(Point localization data)

● ● ● ● ● ● ●

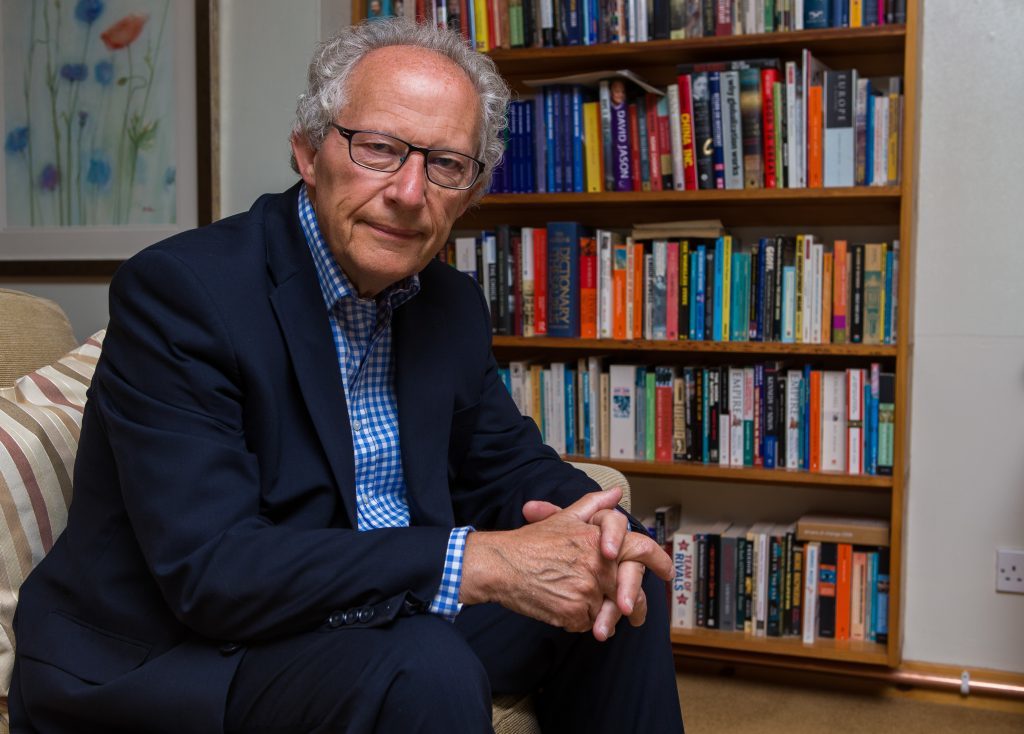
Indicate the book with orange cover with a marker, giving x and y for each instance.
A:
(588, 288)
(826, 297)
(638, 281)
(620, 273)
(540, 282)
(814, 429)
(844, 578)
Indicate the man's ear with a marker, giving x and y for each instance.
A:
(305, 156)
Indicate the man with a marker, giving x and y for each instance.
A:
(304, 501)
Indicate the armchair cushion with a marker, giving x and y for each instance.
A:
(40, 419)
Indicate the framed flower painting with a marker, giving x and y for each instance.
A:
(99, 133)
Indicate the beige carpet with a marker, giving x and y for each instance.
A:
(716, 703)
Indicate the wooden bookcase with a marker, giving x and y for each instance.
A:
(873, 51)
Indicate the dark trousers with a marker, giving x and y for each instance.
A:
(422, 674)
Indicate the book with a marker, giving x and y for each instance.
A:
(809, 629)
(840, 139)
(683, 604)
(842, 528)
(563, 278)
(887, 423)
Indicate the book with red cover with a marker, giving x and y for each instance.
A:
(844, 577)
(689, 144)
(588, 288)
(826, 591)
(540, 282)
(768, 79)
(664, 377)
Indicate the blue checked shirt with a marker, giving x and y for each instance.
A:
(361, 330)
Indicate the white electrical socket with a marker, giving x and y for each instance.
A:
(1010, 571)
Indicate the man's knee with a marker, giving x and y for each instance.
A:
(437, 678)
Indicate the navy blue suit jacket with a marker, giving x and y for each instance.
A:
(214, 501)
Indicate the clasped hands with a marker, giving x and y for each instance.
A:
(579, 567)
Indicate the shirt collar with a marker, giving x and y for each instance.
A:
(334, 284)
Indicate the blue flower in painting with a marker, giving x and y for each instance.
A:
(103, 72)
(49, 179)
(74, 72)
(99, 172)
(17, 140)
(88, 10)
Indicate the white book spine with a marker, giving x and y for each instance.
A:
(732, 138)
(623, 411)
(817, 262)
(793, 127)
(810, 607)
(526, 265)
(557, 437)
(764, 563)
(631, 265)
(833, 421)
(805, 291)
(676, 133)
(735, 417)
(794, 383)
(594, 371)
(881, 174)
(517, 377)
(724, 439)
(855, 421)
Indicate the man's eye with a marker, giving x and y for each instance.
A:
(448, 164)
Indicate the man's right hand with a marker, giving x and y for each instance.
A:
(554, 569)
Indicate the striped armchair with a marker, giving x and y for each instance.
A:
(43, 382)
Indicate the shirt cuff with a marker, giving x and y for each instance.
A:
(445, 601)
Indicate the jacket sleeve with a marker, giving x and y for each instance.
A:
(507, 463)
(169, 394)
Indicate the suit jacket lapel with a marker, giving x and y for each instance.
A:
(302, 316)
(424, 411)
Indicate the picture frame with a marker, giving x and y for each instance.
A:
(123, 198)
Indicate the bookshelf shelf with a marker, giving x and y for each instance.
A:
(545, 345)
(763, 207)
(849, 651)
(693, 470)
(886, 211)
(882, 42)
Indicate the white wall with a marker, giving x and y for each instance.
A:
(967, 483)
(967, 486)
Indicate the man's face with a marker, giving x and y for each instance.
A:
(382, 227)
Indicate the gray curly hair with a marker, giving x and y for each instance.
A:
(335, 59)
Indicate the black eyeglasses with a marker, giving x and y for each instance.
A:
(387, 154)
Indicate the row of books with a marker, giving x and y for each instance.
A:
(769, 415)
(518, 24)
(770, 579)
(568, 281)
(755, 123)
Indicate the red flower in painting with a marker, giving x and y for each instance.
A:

● ● ● ● ● ● ●

## Try it
Starting at the line with "Indicate the gray", retype each line through the final one in the data above, unchanged and with nothing added.

## Output of the exercise
Indicate the gray curly hair with a marker, giving x and y for each instance.
A:
(335, 59)
Indicate the black eyeglasses with a marker, giving x and y for each instance.
A:
(387, 154)
Indicate the row of books with a marker, giving x and y for each instance.
A:
(769, 415)
(518, 24)
(770, 579)
(568, 281)
(755, 123)
Indicate the red flower in painting with a marker, giving x and y for each instance.
A:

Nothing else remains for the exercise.